- **Tarefas**
(a) No trecho sobre o ator no cinema de Cassavetes, graças a quem as paisagens adentram o filme?
(b) Por favor, prossiga o texto sobre o ator no cinema de Cassavetes a partir da última frase.

- **Trecho citado**
Ver um corpo, realmente vê-lo, vê-lo igualmente onde ele não se encontra, em seu gesto e nos gestos que ele não executou, segundo a vibração de seu sopro e em suas intermitências. O que o filme nos descreve da experiência sensitiva de Mabel, de sua invenção permanente de eventos afetivos e ginásticos; estas matérias que às vezes invadem a imagem quando Nick, graças a quem as paisagens adentram o filme, vem ocupá-la (as torrentes de água, de areia, súbitas homogeneidades do plano excessivamente vazio ou cheio, evocação da imagem em sua textura); o que o filme nos descreve da apreensão e da inteligibilidade dos atos; tudo sempre nos conduz ao plano mais sensível dos fenômenos. E isto nos indica uma função do ator segundo Cassavetes: ele é aquele que se põe no limiar da inconsistência das coisas, onde a sensação não mais constitui lei, onde a experiência ainda não começou, onde tudo ainda está por ser inventado, neste lugar onde o primeiro, onde o mínimo gesto pode criar um mundo e o encontro com o desconhecido. Talvez seja isto o que suscita a loucura, ser a matéria de uma pura possibilidade, do aparecimento eventual e incondicionado de um movimento ou de um afeto extraordinários.

Which self?

O ator em Cassavetes vem efetuar uma improvável ciência da subjetividade, no modo de uma infinita e sem reservas abertura ao Outro, que passa também por um reconhecimento da relatividade de si. Mabel aceita, acolhe, busca o outro como se tivesse fome dele, e encontra, ao longo do filme, um número inacreditável de gestos para representar seu desejo. O que é um corpo, do qual sou soberano, como tocar a este homem? A atriz trabalha sob o império destas questões, que não admitem necessariamente respostas, que não visam igualmente o conhecimento, mas que a fazem advir, em cada uma de suas espetaculares entradas em cena, como a portadora do mistério da pessoa. E sua criação própria consiste em tornar este mistério inesquecível, em jamais o menosprezar ou recalcar, quando este é vivido na experiência comum.

- **Lista de dados**

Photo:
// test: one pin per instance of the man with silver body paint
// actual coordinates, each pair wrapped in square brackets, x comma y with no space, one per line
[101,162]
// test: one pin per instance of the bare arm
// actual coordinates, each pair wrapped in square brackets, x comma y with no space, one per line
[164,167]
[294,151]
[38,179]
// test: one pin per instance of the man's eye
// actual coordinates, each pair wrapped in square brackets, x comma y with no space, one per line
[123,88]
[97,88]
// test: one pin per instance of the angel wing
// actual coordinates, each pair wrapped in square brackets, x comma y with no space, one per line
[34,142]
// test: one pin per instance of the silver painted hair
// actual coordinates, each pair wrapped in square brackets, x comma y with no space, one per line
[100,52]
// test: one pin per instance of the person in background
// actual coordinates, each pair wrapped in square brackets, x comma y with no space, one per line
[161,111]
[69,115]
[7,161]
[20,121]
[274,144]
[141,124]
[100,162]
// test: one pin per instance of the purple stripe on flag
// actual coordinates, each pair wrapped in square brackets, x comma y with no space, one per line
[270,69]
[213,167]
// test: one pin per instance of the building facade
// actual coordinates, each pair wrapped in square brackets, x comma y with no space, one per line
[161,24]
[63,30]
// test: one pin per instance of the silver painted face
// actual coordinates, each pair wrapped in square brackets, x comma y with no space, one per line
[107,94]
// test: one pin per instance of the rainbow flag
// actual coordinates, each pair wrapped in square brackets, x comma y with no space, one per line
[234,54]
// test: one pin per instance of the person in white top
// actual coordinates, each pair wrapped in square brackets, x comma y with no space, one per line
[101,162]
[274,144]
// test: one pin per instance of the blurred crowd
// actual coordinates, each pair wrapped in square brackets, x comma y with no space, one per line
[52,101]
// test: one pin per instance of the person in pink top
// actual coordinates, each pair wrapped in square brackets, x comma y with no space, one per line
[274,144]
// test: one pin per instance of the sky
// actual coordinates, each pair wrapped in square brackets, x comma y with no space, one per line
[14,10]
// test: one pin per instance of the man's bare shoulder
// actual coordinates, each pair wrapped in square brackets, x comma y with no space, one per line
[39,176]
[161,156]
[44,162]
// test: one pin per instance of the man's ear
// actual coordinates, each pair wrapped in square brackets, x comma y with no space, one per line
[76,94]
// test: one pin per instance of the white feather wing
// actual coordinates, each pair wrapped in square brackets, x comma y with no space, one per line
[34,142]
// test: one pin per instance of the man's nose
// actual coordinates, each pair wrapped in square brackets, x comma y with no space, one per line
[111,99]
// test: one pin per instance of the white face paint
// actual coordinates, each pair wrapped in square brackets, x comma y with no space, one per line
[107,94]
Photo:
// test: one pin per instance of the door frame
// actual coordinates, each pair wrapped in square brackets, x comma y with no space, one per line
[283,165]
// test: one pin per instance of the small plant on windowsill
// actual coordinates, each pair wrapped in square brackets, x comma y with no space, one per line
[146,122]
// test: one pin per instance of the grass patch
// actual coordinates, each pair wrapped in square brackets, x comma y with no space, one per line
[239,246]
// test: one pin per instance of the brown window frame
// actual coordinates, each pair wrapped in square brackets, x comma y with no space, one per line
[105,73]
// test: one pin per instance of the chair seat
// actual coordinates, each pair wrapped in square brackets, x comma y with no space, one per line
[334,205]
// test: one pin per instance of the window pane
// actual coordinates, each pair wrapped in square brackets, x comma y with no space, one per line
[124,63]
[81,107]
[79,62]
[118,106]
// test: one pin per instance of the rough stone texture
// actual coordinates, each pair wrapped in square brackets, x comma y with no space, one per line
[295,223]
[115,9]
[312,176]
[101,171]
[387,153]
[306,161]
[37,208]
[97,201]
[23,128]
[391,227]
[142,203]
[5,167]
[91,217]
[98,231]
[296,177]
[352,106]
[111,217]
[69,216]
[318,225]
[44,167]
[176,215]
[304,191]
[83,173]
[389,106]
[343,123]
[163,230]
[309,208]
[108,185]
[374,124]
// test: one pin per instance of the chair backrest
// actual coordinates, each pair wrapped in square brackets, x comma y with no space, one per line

- **Respostas**
(a) Graças a Nick.

(b)
Nisto, sua conduta se torna insuportável para quem prefere viver no esquecimento da “precariedade das coisas”, que enxerga a si mesmo como o guardião do Ser e dos outros ( aí temos a tirada assustadora e burlesca a respeito da mãe de Nick: « I don't like this woman in my house guarding the staircase. She's guarding the staircase from me. Up above are my children in my home and she is the kiss of death ») ou guardião de si mesmo: Mr. Jensen, que se recusa a dançar e brincar de morrer, recusa-se a assistir à morte do outro, recusa a evidência do descontínuo e da intermitência.

O problema da criatura em John Cassavetes não concerne à identidade, nem a adesão a si mesmo, e ainda menos a identificação do outro ( basta “dar uma cheirada nele”, como no encontro de Mabel com Garson Cross). Ele concerne à qualidade de fusão entre dois corpos, ou entre os elementos de um conglomerado de corpos- seqüência das crianças e da avó, convidados a juntar-se aos pais no leito: a que grau vai se operar a fusão e quais qualidades esta vai liberar? Modos de troca, densidade, intensidade, cintilações, vertigens.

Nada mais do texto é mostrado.